YOUR OBJECTIVE
Substitute "Object" for every "Target" in the data below, leaving everything else unchanged. Omit the pictures from your answer.

Start of DATA

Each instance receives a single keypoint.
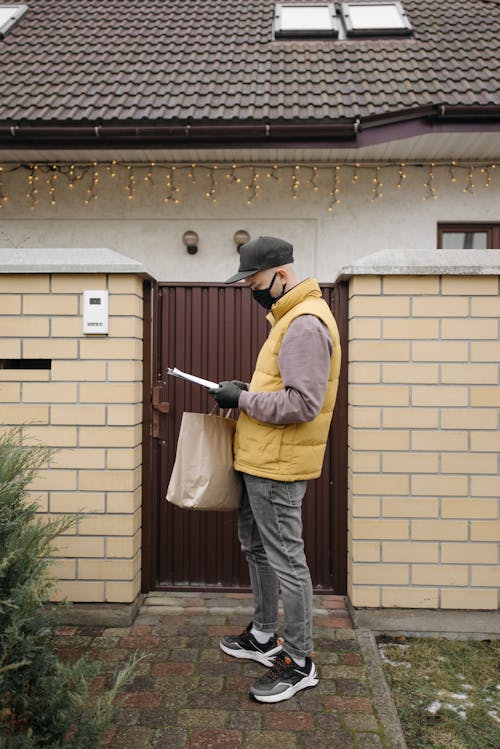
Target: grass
(447, 692)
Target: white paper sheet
(191, 378)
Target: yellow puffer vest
(291, 452)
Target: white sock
(261, 637)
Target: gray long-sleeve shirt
(304, 362)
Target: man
(285, 415)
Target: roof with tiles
(216, 60)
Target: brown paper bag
(203, 477)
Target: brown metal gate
(216, 331)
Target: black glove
(227, 394)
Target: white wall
(149, 230)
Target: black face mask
(263, 296)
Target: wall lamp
(191, 239)
(240, 237)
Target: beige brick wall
(424, 402)
(88, 405)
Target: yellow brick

End of DATA

RESULT BELOW
Each instance receives a single keypoint.
Object: grass
(447, 692)
Object: white paper sheet
(191, 378)
Object: yellow puffer vest
(291, 452)
Object: white sock
(261, 637)
Object: gray long-sleeve shirt
(304, 362)
Object: man
(285, 415)
Object: roof with tiles
(216, 60)
Object: brown paper bag
(203, 477)
Object: brown metal gate
(216, 331)
Object: black glove
(227, 394)
Object: white wall
(149, 230)
Object: black face mask
(263, 296)
Object: wall lamp
(191, 239)
(240, 237)
Object: beige brick wall
(424, 402)
(88, 405)
Object: yellow brick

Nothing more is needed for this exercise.